- **What is needed**
Starting with the line containing "fedora hat. Report pixel corners as JSON arrays." and going on through the line containing "[[316, 161, 349, 177]]", rewrite those lines with "bounding box" changed to "rectangle" and everything else left as it is.

- **Data extract**

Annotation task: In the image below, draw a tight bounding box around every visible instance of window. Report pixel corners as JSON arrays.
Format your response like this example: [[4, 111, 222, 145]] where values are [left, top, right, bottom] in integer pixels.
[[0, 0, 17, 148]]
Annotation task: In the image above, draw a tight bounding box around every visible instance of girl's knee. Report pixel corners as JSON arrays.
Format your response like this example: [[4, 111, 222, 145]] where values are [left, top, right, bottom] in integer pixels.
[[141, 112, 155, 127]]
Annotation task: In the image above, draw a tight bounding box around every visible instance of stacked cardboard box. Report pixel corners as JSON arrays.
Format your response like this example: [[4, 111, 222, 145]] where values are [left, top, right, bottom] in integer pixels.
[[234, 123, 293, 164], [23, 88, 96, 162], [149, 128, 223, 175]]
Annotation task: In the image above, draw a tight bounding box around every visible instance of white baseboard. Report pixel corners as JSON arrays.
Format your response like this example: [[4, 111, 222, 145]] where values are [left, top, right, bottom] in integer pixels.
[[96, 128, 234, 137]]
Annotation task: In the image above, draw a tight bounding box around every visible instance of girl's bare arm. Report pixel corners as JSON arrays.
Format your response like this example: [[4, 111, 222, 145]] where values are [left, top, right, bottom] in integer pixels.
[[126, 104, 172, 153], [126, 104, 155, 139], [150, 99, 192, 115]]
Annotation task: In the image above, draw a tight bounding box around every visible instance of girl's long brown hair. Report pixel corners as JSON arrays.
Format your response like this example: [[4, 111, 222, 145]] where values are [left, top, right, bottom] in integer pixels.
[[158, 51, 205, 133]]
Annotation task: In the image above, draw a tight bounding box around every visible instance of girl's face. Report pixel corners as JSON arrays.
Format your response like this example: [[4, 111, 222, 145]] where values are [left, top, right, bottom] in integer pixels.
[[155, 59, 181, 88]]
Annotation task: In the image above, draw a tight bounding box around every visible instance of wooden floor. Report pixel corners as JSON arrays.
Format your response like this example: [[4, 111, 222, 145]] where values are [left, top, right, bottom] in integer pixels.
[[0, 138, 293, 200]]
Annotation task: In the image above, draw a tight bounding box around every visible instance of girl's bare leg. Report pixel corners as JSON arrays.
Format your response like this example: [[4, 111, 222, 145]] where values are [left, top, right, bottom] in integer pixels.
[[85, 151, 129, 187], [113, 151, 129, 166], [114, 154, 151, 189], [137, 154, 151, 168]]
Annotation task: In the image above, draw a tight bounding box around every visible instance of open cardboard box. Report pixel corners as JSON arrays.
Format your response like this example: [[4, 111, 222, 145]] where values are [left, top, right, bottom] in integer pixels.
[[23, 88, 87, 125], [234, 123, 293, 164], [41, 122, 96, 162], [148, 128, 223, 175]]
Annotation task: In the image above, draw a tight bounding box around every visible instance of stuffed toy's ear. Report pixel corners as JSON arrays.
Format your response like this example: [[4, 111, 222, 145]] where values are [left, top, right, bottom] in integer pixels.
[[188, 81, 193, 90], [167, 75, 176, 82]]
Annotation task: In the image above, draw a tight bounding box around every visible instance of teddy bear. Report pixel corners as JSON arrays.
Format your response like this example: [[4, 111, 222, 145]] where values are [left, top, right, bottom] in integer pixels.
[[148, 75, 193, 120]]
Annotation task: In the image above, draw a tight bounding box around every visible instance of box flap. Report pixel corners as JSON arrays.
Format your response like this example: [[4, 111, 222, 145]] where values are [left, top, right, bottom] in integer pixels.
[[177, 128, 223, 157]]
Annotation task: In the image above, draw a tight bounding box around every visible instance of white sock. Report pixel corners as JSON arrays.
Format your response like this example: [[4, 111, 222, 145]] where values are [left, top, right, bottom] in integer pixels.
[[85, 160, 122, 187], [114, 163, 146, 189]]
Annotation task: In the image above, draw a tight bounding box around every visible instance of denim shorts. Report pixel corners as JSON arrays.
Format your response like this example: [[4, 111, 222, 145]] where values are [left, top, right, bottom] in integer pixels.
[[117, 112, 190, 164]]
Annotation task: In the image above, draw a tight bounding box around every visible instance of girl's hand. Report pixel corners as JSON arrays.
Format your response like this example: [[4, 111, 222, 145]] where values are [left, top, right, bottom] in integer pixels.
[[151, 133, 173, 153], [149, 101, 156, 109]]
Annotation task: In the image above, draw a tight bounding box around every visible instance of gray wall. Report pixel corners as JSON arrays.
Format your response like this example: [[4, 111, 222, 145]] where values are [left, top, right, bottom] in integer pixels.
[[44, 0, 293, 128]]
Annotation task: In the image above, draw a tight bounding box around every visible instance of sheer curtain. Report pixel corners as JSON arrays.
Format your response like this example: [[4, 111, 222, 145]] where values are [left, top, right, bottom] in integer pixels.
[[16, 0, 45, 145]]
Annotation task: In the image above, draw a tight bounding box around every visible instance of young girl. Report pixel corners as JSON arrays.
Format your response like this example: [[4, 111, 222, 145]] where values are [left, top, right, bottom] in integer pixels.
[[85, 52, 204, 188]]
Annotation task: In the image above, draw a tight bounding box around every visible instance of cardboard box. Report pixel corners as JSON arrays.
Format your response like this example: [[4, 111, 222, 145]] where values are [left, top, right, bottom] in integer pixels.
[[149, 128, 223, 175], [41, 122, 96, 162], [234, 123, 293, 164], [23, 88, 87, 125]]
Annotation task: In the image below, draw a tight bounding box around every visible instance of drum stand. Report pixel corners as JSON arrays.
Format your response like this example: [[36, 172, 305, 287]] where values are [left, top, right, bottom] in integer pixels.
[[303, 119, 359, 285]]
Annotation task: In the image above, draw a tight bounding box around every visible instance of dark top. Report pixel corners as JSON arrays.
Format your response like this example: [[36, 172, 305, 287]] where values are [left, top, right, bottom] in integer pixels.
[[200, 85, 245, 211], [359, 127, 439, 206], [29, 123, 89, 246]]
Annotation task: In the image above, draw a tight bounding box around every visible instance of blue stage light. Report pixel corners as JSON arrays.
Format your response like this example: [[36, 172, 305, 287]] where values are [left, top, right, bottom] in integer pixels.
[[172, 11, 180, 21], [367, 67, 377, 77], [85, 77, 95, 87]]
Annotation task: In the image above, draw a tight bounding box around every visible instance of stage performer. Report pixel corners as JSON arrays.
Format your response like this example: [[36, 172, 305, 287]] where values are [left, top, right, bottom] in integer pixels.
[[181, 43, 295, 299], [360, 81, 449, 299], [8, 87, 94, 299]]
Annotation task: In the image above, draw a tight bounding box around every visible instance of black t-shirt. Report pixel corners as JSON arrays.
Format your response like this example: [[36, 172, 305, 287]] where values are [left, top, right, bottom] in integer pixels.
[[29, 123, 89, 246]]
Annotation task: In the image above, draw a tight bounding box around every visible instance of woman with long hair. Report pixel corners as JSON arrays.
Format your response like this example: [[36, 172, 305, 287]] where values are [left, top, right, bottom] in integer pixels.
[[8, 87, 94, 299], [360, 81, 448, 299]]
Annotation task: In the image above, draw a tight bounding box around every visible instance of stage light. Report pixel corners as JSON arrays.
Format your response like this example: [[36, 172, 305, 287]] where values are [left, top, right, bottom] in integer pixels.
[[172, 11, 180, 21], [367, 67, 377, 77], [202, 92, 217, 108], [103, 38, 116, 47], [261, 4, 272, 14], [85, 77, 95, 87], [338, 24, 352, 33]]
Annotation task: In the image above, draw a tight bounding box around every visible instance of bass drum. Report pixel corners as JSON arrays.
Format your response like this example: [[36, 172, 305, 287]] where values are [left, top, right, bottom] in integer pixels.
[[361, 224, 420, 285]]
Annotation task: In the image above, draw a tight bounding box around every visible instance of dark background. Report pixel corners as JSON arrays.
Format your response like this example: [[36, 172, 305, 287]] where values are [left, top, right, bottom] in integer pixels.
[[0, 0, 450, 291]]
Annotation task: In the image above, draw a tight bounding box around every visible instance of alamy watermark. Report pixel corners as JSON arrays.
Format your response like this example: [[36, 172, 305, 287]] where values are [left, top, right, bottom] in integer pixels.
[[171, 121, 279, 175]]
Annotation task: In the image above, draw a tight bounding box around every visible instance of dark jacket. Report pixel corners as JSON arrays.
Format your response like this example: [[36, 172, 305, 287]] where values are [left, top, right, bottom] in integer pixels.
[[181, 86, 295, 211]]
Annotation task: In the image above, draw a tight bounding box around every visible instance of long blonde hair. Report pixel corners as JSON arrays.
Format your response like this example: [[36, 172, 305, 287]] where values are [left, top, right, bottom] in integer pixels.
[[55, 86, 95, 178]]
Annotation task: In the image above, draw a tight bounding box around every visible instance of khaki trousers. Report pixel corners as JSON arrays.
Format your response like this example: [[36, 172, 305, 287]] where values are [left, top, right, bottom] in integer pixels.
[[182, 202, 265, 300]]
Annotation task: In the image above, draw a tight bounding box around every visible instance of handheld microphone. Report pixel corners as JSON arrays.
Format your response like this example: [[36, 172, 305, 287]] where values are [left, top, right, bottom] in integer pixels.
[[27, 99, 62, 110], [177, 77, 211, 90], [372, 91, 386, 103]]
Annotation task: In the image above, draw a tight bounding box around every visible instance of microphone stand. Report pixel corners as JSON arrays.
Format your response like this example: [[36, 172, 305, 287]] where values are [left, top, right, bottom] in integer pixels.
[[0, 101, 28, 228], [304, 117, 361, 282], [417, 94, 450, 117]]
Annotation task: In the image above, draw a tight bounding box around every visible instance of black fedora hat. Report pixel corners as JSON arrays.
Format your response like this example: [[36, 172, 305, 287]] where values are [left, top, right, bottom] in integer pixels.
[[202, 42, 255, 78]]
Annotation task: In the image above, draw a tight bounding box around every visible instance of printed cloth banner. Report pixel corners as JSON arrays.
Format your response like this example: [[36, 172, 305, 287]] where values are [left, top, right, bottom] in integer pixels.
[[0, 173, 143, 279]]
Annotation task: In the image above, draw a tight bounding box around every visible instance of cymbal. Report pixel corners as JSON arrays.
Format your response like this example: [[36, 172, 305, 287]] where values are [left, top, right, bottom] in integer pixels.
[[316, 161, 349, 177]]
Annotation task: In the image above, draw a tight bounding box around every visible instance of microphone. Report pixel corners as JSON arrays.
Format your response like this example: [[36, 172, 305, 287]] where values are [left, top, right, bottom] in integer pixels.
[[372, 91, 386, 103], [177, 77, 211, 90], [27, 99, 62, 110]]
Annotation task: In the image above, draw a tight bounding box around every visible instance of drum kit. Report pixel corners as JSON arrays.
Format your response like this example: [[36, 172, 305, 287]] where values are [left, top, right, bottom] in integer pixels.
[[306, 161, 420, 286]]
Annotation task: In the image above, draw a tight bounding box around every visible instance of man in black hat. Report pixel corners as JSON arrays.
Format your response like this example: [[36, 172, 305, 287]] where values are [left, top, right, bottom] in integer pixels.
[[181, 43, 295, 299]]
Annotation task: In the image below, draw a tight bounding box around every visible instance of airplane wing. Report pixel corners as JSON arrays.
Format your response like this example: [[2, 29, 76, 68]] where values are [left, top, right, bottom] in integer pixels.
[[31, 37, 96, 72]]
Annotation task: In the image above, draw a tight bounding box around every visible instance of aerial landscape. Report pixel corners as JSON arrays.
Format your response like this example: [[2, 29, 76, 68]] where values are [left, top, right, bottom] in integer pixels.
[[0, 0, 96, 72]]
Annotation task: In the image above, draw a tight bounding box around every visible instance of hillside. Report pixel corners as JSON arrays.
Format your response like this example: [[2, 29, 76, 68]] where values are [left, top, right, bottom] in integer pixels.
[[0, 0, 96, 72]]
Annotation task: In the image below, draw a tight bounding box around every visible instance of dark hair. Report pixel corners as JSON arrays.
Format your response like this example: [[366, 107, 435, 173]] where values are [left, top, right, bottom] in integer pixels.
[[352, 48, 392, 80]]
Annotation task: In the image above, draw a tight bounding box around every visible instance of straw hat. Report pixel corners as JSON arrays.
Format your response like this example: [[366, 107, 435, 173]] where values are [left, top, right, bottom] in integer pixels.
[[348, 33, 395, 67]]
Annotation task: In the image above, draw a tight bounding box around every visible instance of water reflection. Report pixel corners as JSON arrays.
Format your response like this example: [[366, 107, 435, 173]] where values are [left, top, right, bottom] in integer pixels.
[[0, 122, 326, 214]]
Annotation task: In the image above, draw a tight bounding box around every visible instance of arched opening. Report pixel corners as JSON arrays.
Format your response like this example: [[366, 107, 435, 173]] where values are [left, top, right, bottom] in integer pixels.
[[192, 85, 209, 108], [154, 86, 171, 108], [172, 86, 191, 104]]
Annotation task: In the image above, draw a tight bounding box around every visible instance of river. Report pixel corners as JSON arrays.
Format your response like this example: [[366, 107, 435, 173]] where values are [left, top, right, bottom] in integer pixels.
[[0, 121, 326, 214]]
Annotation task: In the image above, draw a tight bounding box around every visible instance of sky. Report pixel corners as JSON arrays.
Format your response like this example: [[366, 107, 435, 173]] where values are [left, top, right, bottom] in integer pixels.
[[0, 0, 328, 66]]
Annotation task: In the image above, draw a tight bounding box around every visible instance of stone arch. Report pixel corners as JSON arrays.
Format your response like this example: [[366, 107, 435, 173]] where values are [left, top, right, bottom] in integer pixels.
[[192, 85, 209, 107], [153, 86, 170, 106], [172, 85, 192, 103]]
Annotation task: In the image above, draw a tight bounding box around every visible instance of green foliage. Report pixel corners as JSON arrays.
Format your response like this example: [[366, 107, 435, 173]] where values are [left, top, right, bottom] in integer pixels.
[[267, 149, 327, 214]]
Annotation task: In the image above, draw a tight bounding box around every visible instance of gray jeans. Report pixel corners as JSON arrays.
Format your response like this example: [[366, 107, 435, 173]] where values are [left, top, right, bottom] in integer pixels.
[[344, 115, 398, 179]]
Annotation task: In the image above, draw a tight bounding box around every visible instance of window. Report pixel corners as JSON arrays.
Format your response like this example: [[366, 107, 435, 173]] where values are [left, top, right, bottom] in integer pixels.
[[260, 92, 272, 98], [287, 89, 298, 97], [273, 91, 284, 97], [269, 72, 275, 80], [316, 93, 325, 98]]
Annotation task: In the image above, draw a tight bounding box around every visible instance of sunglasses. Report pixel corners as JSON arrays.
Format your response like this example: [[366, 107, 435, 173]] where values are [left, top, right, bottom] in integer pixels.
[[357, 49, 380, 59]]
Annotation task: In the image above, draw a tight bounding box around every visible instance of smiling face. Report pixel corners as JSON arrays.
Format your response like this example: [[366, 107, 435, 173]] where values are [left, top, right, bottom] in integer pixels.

- **Written solution**
Annotation task: In the image above, draw a tight rectangle around every visible instance of black fedora hat. Report pixel corners as JSON arrays.
Format your response like this example: [[36, 172, 305, 287]] where values are [left, top, right, bottom] in integer pixels.
[[202, 42, 255, 78]]
Annotation task: In the image above, draw a tight rectangle around every visible instance of printed cloth banner. Report pixel corners as JSON arrays.
Format your response like this example: [[36, 172, 305, 287]] where values are [left, top, right, bottom] in integer pixels.
[[0, 173, 143, 279]]
Annotation task: In the image above, draw a tight rectangle around every visible instance of cymbal. Report pixel corners as JSON arrays.
Format your response like this example: [[36, 172, 305, 287]] where values are [left, top, right, bottom] in integer pixels.
[[316, 161, 349, 177]]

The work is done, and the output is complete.